TASK PROMPT → Copy everything from the row containing "eyeglasses in the histology slide image provided." down to the end of the rows, requests included. Shift each bounding-box coordinate in the answers up by 132.

[Entries from a dataset]
——————

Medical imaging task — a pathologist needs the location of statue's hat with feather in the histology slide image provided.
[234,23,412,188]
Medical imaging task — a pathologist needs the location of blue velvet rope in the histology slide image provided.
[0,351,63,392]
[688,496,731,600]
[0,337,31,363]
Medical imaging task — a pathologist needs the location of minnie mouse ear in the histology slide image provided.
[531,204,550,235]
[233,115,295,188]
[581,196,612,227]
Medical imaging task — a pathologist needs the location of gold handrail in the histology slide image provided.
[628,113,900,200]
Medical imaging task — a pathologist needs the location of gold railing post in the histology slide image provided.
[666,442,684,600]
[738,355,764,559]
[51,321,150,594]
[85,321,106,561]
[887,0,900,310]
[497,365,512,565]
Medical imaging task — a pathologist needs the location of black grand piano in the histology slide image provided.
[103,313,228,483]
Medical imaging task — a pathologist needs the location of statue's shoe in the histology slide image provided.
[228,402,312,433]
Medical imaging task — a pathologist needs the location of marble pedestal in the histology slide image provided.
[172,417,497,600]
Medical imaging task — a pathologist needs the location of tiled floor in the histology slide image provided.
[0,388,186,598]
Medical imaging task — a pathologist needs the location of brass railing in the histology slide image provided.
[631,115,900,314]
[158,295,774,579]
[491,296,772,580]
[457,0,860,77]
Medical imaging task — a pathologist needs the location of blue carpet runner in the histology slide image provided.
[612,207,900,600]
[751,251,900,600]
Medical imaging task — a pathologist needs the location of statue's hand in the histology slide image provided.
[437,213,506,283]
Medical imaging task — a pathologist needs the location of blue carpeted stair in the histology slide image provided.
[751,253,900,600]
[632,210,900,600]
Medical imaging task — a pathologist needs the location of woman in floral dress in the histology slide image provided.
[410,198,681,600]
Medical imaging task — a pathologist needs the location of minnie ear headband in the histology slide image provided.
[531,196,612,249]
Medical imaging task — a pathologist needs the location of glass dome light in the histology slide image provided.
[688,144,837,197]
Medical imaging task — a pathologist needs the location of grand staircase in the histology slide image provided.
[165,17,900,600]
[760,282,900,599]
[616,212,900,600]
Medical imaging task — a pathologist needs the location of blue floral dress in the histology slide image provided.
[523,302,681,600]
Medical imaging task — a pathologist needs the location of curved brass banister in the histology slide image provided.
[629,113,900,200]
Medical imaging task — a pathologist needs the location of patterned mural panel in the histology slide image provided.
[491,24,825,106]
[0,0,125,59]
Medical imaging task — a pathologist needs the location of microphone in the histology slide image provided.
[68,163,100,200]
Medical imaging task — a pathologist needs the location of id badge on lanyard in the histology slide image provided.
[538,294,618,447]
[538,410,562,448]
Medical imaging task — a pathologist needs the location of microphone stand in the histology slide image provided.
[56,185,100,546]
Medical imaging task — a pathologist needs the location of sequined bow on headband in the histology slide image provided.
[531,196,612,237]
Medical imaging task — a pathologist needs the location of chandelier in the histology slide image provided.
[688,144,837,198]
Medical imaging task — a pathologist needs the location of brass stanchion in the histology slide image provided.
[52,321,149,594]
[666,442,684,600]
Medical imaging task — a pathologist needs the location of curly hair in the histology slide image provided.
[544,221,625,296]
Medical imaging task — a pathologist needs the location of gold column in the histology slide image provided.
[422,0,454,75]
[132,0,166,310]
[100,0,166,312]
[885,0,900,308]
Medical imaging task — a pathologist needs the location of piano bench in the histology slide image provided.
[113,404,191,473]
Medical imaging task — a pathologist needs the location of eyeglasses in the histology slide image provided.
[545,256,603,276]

——————

ANSWER TO THIS TASK →
Medical imaging task — a pathologist needs the location of eyeglasses in the histology slide image provided.
[677,388,735,408]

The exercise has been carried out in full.